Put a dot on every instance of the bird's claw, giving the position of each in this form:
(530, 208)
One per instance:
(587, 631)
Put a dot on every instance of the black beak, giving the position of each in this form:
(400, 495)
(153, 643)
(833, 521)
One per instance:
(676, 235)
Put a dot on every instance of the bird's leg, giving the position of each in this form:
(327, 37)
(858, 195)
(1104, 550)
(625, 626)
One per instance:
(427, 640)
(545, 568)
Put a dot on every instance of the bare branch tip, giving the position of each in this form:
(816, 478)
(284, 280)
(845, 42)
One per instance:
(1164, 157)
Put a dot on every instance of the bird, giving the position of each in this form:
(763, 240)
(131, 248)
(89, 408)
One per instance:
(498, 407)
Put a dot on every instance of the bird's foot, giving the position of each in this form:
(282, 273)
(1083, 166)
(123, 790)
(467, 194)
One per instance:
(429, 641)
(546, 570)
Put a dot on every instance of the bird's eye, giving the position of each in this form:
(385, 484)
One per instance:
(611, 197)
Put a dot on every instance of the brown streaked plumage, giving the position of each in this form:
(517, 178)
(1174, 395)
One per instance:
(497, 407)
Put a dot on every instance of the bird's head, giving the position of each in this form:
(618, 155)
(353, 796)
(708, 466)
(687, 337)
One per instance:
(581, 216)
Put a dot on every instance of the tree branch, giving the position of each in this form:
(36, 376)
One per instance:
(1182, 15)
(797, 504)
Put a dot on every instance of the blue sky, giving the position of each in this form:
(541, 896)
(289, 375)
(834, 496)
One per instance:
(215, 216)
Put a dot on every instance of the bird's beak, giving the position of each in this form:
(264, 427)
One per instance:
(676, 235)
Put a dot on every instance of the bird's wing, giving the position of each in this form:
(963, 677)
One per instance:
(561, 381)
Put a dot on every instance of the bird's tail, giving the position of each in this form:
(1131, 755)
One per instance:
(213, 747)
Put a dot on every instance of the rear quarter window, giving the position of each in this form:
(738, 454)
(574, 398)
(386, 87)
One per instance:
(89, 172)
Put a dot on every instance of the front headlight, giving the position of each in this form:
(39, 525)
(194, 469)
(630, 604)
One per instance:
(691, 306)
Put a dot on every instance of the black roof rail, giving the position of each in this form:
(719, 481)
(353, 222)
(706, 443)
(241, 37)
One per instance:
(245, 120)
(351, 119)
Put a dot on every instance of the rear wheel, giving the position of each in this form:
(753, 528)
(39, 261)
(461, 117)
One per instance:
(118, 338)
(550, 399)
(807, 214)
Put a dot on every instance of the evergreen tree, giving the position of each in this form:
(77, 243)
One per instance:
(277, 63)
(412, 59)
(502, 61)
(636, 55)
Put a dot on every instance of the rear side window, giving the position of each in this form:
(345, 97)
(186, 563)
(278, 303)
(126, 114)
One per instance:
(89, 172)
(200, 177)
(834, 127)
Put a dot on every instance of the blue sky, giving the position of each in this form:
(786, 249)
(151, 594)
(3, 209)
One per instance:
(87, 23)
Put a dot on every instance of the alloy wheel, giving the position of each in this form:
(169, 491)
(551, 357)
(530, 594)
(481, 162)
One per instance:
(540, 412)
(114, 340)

### EXERCISE DESCRIPTION
Render all of the records above as a JSON list of strings, one string per line, with blank lines omitted.

### SOLUTION TO THIS TASK
[
  "Put a dot on every instance of the bird's claw, giving the position of each in this form:",
  "(530, 208)",
  "One per instance:",
  "(587, 631)",
  "Put a dot on every instance of the black beak, giving the position of each in this form:",
  "(400, 495)",
  "(153, 643)",
  "(833, 521)",
  "One per instance:",
  "(676, 235)",
  "Put a dot on every instance of the bird's leg, giving the position of each in this form:",
  "(327, 37)",
  "(858, 195)",
  "(1104, 550)",
  "(625, 626)",
  "One per instance:",
  "(427, 640)",
  "(545, 568)",
  "Put a dot on every instance of the bare branch tip, giving the position of each in this form:",
  "(816, 478)",
  "(284, 280)",
  "(845, 42)",
  "One per instance:",
  "(1164, 157)",
  "Put a dot on every instance of the bird, giving the position of each in this form:",
  "(763, 240)",
  "(131, 248)",
  "(89, 408)",
  "One per instance:",
  "(498, 407)",
  "Put a dot on every instance of the bird's foot, giving the position of each in this form:",
  "(282, 273)",
  "(1083, 166)",
  "(123, 790)",
  "(467, 194)",
  "One per instance:",
  "(429, 641)",
  "(546, 570)",
  "Put a dot on every instance of the bird's eye, giving the position of each in this form:",
  "(385, 484)",
  "One per instance:",
  "(611, 197)",
  "Put a dot on every instance of the brown streaked plumage, giving the position of each in this form:",
  "(517, 178)",
  "(1174, 395)",
  "One per instance:",
  "(497, 407)",
  "Put a dot on every instance of the bird's head, giving the position of each in this form:",
  "(618, 155)",
  "(353, 796)",
  "(708, 466)",
  "(687, 337)",
  "One per instance:",
  "(581, 216)",
  "Put a dot on every instance of the tree branch, giving the position of each in this form:",
  "(36, 376)",
  "One per instance:",
  "(1182, 15)",
  "(797, 504)",
  "Put a dot on every instance of the blue sky, giving the position of each in this form:",
  "(541, 896)",
  "(289, 375)",
  "(834, 496)",
  "One per instance:",
  "(215, 216)",
  "Put a dot on every instance of the bird's beak, giving the position of each in this form:",
  "(264, 427)",
  "One per instance:",
  "(676, 235)",
  "Put a dot on every instance of the bird's wing, giving the position of each in this form:",
  "(963, 677)",
  "One per instance:",
  "(561, 381)",
  "Put a dot on every instance of the bird's tail, giving the position of each in this form:",
  "(1131, 755)",
  "One per instance:",
  "(213, 747)",
  "Put a dot on every instance of the rear quarter window, giving the position of each in this form:",
  "(738, 454)",
  "(574, 398)",
  "(386, 87)",
  "One per instance:",
  "(89, 172)",
  "Put a dot on every instance of the front headlight, giving the position of each in this form:",
  "(39, 525)",
  "(194, 469)",
  "(630, 604)",
  "One per instance:",
  "(691, 306)",
  "Put a dot on every instance of the black roof rail, giving the position of each in this form:",
  "(719, 481)",
  "(353, 222)",
  "(706, 443)",
  "(241, 37)",
  "One per instance:",
  "(245, 120)",
  "(351, 119)",
  "Put a dot on every instance of the rear wheel, giving the position of each in this form:",
  "(753, 528)",
  "(39, 261)",
  "(461, 117)",
  "One per instance:",
  "(118, 338)",
  "(550, 399)",
  "(807, 214)",
  "Put a dot on every instance of the evergreen tree, giving the position of each in this form:",
  "(77, 243)",
  "One per instance:",
  "(277, 63)",
  "(412, 59)",
  "(502, 61)",
  "(636, 55)",
  "Put a dot on every instance of the rear side window, giving the position of each in this form:",
  "(345, 97)",
  "(186, 563)",
  "(278, 303)",
  "(126, 114)",
  "One per instance:",
  "(89, 172)",
  "(200, 177)",
  "(834, 127)",
  "Put a dot on every instance of the blue sky, giving the position of each in this form:",
  "(786, 249)",
  "(151, 594)",
  "(3, 209)",
  "One per instance:",
  "(87, 23)",
  "Put a dot on every instance of the alloy wheel, giving the position of each in this form:",
  "(169, 491)",
  "(551, 357)",
  "(530, 594)",
  "(481, 162)",
  "One per instance:",
  "(540, 412)",
  "(114, 340)"
]